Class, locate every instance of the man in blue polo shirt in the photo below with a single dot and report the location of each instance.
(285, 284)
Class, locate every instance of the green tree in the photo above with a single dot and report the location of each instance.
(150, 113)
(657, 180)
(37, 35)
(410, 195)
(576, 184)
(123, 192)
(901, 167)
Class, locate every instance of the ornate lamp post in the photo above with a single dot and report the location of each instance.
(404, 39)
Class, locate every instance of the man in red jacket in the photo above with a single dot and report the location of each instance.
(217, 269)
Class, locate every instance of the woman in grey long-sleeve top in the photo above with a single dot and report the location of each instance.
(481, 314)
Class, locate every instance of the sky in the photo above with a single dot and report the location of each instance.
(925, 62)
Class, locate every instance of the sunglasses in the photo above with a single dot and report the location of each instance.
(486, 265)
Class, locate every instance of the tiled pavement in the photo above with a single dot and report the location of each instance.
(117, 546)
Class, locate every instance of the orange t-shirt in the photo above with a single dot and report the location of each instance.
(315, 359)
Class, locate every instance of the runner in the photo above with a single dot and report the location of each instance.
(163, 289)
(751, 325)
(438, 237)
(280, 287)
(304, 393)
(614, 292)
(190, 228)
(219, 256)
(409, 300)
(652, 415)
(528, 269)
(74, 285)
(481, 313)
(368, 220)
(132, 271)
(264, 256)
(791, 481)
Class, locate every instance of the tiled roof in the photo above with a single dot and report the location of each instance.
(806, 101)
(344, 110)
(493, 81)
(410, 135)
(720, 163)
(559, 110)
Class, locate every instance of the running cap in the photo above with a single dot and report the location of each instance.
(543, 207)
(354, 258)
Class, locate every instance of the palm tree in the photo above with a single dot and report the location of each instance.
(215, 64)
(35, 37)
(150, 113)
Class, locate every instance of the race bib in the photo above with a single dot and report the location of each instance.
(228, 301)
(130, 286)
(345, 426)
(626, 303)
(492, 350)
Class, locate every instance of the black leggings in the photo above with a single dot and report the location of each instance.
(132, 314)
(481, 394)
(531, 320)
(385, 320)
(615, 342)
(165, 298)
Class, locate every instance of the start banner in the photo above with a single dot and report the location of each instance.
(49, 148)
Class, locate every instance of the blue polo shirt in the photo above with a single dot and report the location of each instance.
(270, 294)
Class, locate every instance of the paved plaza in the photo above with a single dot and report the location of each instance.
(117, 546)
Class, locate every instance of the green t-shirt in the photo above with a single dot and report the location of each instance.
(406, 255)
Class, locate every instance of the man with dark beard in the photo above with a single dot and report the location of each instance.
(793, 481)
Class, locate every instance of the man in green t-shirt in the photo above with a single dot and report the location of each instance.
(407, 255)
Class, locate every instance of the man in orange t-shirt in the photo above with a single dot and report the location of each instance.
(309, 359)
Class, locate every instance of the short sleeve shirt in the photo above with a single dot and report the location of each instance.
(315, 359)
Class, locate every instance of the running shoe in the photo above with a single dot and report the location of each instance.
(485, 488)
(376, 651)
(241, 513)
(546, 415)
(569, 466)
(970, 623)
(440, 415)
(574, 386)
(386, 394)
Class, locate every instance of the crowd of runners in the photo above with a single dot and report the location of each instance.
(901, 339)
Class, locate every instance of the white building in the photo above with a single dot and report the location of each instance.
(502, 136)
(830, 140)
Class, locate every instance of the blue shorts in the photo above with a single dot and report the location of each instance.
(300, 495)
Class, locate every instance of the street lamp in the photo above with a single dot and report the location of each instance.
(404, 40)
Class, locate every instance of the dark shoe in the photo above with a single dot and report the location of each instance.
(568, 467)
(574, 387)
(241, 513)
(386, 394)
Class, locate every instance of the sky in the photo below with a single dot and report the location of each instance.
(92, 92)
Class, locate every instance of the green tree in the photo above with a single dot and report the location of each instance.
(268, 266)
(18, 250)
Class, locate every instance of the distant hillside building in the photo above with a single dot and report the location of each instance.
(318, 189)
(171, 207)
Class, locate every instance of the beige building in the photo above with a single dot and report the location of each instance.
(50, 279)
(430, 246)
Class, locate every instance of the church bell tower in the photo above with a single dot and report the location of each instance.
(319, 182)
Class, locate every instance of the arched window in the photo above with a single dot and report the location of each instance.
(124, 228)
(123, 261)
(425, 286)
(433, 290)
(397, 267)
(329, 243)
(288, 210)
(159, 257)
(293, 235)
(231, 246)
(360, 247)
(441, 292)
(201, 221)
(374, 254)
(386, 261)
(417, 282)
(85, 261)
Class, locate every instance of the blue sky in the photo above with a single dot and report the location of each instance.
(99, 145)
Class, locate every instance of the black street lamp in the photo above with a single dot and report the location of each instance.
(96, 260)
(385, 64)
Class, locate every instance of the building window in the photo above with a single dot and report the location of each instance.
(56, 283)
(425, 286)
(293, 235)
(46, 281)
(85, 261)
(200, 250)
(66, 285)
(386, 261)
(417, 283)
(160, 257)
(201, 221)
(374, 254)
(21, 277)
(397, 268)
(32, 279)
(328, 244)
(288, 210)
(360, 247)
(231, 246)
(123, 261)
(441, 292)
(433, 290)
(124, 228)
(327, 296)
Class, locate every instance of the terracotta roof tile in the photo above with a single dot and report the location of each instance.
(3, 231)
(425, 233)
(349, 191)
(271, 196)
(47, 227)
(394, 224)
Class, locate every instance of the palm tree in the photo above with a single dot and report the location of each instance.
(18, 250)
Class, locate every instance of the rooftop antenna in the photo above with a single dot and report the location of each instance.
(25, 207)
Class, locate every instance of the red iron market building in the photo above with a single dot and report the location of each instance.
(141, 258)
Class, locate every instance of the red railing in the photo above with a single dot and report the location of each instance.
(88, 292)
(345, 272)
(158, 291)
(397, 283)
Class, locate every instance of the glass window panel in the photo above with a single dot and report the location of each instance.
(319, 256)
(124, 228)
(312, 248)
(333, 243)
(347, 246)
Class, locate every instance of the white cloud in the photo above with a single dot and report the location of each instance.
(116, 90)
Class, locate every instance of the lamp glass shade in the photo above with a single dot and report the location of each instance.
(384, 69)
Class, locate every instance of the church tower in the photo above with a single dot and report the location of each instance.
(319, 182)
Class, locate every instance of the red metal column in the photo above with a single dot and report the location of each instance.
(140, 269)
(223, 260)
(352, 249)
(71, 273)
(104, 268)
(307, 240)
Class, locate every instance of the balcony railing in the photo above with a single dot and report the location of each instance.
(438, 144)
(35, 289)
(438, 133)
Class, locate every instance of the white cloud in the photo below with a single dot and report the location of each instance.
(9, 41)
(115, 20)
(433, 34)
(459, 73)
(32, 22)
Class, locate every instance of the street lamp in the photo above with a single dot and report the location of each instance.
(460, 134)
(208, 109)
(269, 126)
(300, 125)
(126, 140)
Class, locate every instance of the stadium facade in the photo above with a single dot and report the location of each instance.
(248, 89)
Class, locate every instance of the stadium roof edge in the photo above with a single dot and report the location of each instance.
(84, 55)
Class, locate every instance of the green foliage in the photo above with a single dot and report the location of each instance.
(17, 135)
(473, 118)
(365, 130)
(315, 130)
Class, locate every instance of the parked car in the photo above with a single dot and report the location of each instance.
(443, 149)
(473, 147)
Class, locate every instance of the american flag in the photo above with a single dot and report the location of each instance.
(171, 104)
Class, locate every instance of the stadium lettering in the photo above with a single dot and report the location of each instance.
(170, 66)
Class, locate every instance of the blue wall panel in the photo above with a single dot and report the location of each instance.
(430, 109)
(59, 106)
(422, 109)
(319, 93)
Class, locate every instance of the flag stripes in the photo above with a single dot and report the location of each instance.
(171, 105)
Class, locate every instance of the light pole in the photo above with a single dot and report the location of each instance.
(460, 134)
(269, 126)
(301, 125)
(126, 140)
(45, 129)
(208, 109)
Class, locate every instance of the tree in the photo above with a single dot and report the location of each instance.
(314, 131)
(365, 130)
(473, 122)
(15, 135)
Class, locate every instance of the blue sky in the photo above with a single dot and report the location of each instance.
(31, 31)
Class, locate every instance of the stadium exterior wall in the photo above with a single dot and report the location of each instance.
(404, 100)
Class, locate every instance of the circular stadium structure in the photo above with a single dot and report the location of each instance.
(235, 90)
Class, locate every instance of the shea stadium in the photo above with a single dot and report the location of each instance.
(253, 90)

* * *

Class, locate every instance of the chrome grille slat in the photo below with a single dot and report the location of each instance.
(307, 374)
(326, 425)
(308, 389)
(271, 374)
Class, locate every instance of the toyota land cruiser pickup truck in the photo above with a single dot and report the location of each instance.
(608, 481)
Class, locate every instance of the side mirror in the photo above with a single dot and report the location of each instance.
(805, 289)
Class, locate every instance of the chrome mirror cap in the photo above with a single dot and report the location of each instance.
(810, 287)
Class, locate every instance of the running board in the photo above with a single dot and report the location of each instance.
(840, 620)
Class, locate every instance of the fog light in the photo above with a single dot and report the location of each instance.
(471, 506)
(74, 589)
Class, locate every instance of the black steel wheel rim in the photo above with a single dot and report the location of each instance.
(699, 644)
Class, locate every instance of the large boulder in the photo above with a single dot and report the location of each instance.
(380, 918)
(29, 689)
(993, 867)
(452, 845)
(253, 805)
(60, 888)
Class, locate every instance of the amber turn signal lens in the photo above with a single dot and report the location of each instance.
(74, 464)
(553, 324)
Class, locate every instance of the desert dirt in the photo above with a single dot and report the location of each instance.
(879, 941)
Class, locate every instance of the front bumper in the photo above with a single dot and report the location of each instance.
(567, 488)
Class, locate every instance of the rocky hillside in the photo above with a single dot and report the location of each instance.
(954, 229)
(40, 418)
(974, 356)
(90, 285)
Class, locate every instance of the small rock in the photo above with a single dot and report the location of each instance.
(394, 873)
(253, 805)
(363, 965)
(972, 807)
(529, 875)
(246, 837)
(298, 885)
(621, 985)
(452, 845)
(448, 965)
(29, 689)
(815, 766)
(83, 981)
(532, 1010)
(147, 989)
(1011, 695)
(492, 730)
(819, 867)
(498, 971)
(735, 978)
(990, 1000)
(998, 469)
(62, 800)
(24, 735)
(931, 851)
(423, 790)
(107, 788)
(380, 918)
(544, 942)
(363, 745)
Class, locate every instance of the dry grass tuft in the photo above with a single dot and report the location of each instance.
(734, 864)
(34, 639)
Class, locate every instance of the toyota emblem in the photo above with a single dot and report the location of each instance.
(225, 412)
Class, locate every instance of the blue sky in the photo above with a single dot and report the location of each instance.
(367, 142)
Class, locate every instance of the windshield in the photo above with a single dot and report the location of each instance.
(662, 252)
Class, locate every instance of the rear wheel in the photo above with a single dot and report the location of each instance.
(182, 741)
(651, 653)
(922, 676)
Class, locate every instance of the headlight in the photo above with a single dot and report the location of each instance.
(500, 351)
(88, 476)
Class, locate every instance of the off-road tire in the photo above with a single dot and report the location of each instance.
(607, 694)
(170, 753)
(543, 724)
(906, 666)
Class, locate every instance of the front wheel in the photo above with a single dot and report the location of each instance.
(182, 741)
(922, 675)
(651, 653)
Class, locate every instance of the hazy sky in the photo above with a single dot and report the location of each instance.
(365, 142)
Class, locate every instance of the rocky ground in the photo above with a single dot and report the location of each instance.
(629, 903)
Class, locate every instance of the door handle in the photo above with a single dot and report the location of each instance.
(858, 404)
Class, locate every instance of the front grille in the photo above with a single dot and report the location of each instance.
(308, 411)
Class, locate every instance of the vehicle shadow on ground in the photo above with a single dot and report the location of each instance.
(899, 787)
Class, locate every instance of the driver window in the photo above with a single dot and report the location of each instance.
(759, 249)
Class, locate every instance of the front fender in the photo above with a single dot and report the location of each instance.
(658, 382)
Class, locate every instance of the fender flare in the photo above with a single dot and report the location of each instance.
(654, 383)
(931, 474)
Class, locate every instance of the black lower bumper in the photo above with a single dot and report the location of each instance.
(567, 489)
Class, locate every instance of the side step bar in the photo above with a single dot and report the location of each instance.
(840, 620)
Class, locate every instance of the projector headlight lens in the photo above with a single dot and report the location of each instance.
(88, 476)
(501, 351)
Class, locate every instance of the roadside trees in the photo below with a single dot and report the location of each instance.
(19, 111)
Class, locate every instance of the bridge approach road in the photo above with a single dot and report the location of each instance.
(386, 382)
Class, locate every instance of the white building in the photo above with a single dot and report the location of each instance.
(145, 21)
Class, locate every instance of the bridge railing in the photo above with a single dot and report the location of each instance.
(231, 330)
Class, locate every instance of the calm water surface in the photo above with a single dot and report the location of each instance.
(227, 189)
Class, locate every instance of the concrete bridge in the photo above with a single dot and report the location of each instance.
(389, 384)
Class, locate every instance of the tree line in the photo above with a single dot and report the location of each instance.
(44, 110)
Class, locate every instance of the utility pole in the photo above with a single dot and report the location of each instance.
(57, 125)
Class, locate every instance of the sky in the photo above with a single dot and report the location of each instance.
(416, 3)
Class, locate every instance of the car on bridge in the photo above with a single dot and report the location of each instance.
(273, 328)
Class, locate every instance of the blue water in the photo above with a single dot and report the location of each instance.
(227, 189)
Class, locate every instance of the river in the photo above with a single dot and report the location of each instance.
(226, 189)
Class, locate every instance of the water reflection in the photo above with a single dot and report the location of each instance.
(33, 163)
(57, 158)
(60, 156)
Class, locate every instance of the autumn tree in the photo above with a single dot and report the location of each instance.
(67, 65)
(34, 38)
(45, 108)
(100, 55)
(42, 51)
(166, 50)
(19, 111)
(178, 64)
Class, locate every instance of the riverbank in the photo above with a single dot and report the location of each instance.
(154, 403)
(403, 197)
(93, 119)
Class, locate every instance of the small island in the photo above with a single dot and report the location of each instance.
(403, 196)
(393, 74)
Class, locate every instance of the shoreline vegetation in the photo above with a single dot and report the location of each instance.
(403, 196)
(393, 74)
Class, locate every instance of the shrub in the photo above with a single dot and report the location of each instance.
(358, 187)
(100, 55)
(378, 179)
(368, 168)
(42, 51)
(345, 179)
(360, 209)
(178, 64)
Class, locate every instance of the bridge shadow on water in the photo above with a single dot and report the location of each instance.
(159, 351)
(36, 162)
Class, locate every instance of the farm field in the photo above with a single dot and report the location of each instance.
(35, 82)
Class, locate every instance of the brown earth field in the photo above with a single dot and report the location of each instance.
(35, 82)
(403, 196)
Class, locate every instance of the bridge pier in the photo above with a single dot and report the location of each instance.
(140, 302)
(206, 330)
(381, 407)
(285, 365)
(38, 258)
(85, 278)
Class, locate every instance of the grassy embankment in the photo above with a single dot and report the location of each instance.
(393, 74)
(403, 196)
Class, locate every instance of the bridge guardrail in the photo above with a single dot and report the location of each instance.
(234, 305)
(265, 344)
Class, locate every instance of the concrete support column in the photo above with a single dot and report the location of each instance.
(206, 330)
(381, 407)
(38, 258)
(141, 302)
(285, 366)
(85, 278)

▸ SHORT EXERCISE
Please gather every line from the listing above that contains the word "tower".

▸ SOLUTION TO THE PROBLEM
Class, locate every instance of the church bell tower in the photo above with a single dot and report the location of each instance.
Class, locate every instance of the church tower in the photo above with a single dot and report the location of each instance.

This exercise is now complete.